** TEXT UNDER STUDY **
*** Block opens ***
Why Dogs?

At Reveal, we have decided to use dogs as our primary test subjects. There are many good reasons for this; but there are two primary reasons:

1. Dogs carry a similar spectrum of cancer to that of man; and,
2. When compared to a mouse, a dog's immune system much more closely resembles our own.

There are also some good secondary reasons Dogs are a better choice:

1. Over 1,000,000 dogs get cancer each year, and "Man's Best Friend" deserves a solution.
2. All these dogs could immediately benefit from Reveal's BioPACK, allowing us to establish a track record very quickly.
3. A dog's body mass and blood volume make all this activity directly applicable to humans.

Why Not Mice First?

Traditionally, most medical research starts out with mice as their test models. Some folks may wonder why we at Reveal have NOT chosen to use mice. There are a few important reasons why mice are NOT the best choice for Reveal's approach:

1. The immune system similarity is much greater in dogs, than in mice.
2. A number of applications, which have worked in mice, have NOT transferred successfully into humans
3. Mice are too small for effective volume comparisons in safety testing.
*** Block closes ***
(Point localization data)
*** Block opens ***
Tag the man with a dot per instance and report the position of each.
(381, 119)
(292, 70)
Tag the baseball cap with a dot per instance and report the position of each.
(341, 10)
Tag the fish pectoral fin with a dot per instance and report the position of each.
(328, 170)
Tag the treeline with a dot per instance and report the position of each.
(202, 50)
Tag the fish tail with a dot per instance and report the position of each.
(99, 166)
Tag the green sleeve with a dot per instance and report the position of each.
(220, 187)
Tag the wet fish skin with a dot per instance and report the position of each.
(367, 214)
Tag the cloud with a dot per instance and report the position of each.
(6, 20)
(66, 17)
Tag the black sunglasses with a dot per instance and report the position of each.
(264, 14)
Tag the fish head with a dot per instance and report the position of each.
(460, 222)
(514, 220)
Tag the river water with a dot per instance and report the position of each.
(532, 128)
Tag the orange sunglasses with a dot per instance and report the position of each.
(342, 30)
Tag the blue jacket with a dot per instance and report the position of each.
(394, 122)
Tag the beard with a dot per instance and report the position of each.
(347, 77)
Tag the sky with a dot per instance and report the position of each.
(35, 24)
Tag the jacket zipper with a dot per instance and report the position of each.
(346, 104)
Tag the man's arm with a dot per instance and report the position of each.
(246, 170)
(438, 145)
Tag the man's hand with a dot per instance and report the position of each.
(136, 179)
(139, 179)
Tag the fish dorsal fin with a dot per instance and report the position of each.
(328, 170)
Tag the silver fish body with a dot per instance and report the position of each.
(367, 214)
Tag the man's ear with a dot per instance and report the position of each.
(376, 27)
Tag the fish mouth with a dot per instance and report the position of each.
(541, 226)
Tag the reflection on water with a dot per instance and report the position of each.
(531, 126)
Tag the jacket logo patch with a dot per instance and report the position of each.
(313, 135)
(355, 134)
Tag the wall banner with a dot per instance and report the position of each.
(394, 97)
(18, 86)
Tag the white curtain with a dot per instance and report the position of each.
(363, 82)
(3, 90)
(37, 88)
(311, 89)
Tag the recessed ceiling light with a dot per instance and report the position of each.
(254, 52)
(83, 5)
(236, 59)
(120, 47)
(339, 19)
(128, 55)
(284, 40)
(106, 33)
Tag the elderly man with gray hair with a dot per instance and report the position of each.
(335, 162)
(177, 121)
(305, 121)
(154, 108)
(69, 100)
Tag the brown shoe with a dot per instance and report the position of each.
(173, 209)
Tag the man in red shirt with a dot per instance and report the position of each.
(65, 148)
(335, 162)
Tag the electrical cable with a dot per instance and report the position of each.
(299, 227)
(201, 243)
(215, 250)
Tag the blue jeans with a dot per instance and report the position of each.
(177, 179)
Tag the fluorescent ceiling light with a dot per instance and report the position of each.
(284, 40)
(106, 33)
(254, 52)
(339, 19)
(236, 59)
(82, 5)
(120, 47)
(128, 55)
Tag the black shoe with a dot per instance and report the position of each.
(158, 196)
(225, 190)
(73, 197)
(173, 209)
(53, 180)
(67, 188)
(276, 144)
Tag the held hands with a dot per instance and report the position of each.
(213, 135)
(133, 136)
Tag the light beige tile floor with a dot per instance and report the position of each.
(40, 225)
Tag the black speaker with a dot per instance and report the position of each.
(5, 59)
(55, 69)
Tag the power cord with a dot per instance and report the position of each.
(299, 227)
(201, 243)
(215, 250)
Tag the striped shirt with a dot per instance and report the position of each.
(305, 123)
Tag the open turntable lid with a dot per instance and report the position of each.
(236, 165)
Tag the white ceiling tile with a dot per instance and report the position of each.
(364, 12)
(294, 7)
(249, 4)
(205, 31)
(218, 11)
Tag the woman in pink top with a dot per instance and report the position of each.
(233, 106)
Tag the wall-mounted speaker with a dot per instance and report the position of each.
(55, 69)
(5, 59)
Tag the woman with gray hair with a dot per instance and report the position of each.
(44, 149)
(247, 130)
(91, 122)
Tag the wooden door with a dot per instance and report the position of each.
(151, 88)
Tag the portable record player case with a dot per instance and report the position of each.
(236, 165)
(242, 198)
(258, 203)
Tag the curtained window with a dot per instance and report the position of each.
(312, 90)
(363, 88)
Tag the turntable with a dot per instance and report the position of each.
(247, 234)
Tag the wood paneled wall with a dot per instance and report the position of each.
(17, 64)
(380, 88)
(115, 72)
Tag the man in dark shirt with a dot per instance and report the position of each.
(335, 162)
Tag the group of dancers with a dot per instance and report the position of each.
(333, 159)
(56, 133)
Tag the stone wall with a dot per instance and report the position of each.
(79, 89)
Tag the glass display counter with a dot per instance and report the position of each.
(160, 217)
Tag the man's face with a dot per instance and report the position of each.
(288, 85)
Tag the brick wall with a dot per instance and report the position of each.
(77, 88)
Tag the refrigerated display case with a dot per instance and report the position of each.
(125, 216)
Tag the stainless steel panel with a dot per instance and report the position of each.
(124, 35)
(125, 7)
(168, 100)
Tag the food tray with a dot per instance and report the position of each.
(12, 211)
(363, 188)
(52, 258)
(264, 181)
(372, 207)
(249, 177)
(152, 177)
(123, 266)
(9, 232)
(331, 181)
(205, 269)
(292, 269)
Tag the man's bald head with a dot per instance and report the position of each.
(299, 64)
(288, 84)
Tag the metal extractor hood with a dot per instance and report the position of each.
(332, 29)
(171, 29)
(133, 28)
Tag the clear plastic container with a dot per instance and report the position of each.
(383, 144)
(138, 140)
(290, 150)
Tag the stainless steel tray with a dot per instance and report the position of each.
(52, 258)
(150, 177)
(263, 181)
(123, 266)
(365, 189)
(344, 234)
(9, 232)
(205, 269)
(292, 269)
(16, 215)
*** Block closes ***
** WORK TASK 1 **
For the text on dogs as test subjects, state whether each statement agrees with it. Answer yes or no for each, and quote the deciding words. (a) More than one million dogs get cancer each year. (b) Mice are too large for effective volume comparisons in safety testing. (c) Reveal uses mice as its primary test subjects.
** WORK TASK 2 **
From the text on dogs as test subjects, set down the part that opens with the words containing "2. A number" and closes with "in safety testing.".
** WORK TASK 3 **
Supply the next part of the text on dogs as test subjects, picking up after its final sentence.

** EXPECTED ANSWER 1 **
(a) Yes: "Over 1,000,000 dogs get cancer each year"
(b) No: "Mice are too small for effective volume comparisons in safety testing."
(c) No: "we have decided to use dogs as our primary test subjects"

** EXPECTED ANSWER 2 **
2. A number of applications, which have worked in mice, have NOT transferred successfully into humans
3. Mice are too small for effective volume comparisons in safety testing.

** EXPECTED ANSWER 3 **
One of the most important reasons for choosing dogs, instead of mice, has to do with size. Mice are simply too small to use for the extensive safety testing we will conduct on our BioPACK device. We need an animal with a sufficient blood volume to ensure that the volume of blood in the BioPACK device is only a small fraction of the total blood volume of the animal, as it will be in humans.

Our Data Using Dogs

A little over 5 years ago, three dogs with cancer were treated by a simple variant of "Subtractive Therapy" alone, for proof of principle. All three dogs had a primary tumor and many metastasis that could be easily seen on an x-ray. Within the first 3 weeks of treatment, all the metastasis, some of which were the size of golf-balls, vanished without a trace. Over the next 9 weeks, the primary tumors continued to shrink. In one dog, the primary, which at the beginning was 2 inches in diameter and easily visible in the dog's throat was, by the end of the 12 weeks of treatment, the shape, size and thinness of a dime.